> _AIM_
Send back the records in full, character for character.
START ENTRIES SUPPLIED
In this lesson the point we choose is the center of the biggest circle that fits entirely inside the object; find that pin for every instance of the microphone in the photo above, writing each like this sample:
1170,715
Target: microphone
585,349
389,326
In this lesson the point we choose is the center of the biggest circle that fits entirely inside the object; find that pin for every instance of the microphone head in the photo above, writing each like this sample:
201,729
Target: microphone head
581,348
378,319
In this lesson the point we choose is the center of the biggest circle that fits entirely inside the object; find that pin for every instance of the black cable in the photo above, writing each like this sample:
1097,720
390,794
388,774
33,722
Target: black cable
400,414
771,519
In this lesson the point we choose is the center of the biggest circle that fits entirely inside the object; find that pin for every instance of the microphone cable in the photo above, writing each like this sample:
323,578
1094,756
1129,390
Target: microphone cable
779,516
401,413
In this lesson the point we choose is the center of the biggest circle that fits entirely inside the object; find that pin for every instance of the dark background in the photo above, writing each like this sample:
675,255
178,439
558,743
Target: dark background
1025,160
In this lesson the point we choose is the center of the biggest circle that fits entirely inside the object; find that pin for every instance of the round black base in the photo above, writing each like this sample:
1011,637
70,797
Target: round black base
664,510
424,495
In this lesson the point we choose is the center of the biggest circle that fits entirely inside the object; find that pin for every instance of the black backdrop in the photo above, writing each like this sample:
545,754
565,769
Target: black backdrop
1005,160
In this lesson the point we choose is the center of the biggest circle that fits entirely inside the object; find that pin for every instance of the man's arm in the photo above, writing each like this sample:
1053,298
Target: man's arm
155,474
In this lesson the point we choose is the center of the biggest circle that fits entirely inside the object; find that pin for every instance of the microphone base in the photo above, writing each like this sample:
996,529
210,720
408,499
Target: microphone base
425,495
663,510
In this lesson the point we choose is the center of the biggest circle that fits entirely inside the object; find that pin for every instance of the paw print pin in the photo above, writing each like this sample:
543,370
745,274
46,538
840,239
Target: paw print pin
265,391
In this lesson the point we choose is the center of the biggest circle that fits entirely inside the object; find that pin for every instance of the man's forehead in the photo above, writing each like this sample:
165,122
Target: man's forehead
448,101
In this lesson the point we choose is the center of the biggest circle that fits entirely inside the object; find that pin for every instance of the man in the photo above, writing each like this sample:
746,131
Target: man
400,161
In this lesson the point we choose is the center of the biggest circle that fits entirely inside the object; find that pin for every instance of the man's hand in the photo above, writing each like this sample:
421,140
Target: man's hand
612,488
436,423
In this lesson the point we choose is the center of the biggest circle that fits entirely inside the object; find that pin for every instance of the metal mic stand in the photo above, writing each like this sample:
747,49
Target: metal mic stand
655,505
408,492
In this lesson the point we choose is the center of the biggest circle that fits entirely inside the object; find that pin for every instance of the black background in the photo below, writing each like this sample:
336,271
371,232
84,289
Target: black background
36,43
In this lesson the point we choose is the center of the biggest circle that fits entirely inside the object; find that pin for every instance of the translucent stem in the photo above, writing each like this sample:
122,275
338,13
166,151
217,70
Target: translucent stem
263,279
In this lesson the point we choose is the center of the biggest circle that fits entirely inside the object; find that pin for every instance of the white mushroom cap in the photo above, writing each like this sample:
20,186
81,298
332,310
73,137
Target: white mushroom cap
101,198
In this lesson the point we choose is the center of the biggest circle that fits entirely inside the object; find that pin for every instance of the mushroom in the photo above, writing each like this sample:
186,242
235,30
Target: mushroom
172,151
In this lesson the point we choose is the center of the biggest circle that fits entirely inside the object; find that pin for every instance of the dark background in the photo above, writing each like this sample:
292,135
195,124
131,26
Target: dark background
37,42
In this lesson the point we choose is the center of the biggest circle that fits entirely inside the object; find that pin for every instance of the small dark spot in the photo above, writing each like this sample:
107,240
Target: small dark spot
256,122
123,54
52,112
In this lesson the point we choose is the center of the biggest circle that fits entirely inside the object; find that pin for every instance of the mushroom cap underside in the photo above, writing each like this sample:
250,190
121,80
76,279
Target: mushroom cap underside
END ENTRIES SUPPLIED
> _RESPONSE_
In this lesson the point we choose is the center of the biggest circle that fits entirely inside the object; find that pin for every instance of the microphone in the photo above, writing each like this sample:
1170,715
Target: microphone
585,349
389,326
In this lesson the point we choose is the center of the biggest circle that fits entirely inside the object; find that pin for every instance of the microphone head in the photo above, writing each like this sample:
201,729
Target: microphone head
581,348
378,319
In this lesson the point we choose is the center of the biggest circle that fits entirely inside the object; find that pin for every instance of the black cable in the photo above, writing each like this sample:
1097,720
390,794
388,774
33,722
Target: black cable
400,414
771,519
In this lesson the point we choose is the center of the biggest circle that fits entirely inside the object; find that pin for every instance of the microphone cable in the photo above, writing each like this sample:
323,578
1094,756
1129,390
Target: microphone cable
779,516
401,413
In this lesson the point we choose is the center of the biggest circle that fits entirely inside the object; find that pin for every instance of the dark background in the photo above, writing each like this sample:
675,255
178,439
558,743
Target: dark background
1025,160
In this lesson the point we choose is the center of the biggest circle that fits entirely inside the object; find that pin for every instance of the round black base in the photo above, writing each like this sample:
1011,637
70,797
Target: round black base
664,510
424,495
In this lesson the point we choose is the center of the biggest circle that fits entirely inside the object; find that pin for every instance of the black backdrop in the photo above, writing each like this sample:
545,754
565,769
Target: black backdrop
1005,160
In this lesson the point we choose is the center of the biggest circle that fits entirely inside the object; find that pin for every instance of the man's arm in the photo above, writing each like this sample:
1053,298
Target: man's arm
155,474
In this lesson the point we choose is the center of the biggest circle that fits entirely inside the object; find that pin for every instance of the microphone base in the photo above, writing each like this sample:
996,529
210,720
408,499
Target: microphone base
425,495
663,510
In this lesson the point we choose is the center of the biggest circle that fits entirely inside the object; find that pin for every instance of the paw print pin in the photo above, writing each like this sample:
543,370
745,274
46,538
840,239
Target: paw print pin
265,391
In this lesson the point we choose is the center of the biggest circle that fits entirely inside the object; find that pin for every instance of the man's forehead in the photo above, writing each like this sample:
165,122
Target: man's forehead
448,101
In this lesson the point we choose is the center of the biggest circle that fits entirely inside the object; find that pin for every instance of the man in the photo above, writing each like this sample:
746,131
Target: man
400,161
In this lesson the point we choose is the center of the biggest circle that fits entirely inside the object; find that pin for every instance of the man's hand in the photo above, writing each like this sample:
421,140
Target: man's hand
612,488
436,423
In this lesson the point we choose is the center of the biggest circle that fits entirely inside the object; find that pin for every instance of the metal mic stand in the photo above, writing each like this sample:
747,49
Target: metal mic stand
655,505
408,492
In this lesson the point we choose is the center of the biggest circle that fits entirely inside the object; find that pin for every instance of the black background in the photo below, writing each like this sample:
336,271
371,232
84,289
Target: black background
36,43
In this lesson the point we choose is the center of the biggest circle that fits entirely inside the object; find that pin for every instance of the translucent stem in the photo above, writing each like this sample:
122,275
338,13
166,151
217,70
Target: translucent stem
263,279
In this lesson the point we choose is the center of the biggest circle that fits entirely inside the object; find that pin for every instance of the white mushroom cap in the photo above, writing each like this sample:
20,186
81,298
332,310
73,137
Target: white mushroom cap
101,198
In this lesson the point we choose is the center of the biggest circle that fits entirely inside the object; find that pin for every instance of the mushroom in the photo above, writing each like this sample:
186,242
235,30
Target: mushroom
172,151
In this lesson the point we choose is the center of the biggest circle that fits entirely inside the object; find that pin for every instance of the dark background in the photo above, writing each like this sample:
292,135
195,124
131,26
Target: dark background
37,42
In this lesson the point we choose is the center of the biggest circle that fits entirely inside the object; find that pin for every instance of the small dark spot in the photo above, writing each like this sample:
107,240
Target: small dark spot
256,122
123,54
52,112
In this lesson the point we choose is the center of the biggest circle that fits entirely inside the object; find that pin for every instance of the mushroom cap underside in the photo above, writing each like this sample:
250,190
121,80
76,279
Target: mushroom cap underside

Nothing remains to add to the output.